TASK OBJECTIVE:
Each record needs to be echoed exactly; can you do that?

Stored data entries
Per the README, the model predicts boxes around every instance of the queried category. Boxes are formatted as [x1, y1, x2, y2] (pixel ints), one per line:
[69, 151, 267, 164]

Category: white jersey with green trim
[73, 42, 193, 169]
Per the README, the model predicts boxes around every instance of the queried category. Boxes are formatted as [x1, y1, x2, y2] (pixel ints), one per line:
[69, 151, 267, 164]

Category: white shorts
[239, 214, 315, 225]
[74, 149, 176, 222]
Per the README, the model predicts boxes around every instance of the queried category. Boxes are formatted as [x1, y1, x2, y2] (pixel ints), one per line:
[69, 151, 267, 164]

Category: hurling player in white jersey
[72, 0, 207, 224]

RESPONSE AREA:
Per the README, the model predicts boxes around every instance of the queried category. Boxes are formatted as [x1, y1, x2, y2] (pixel ints), one per line:
[69, 151, 267, 164]

Category: white jersey with green trim
[73, 42, 193, 169]
Per the README, the model predicts boxes around every instance of the queried category. Boxes are formatted as [x1, y1, x2, y2] (pixel ints), one per line:
[69, 151, 267, 164]

Category: white shorts
[239, 214, 315, 225]
[74, 149, 176, 222]
Per the README, the model predicts boxes around every instance of the queried category. Boxes are formatted as [x1, y1, x2, y2] (pixel ints), one per line:
[69, 151, 267, 164]

Category: hurling player in white jersey
[72, 0, 207, 224]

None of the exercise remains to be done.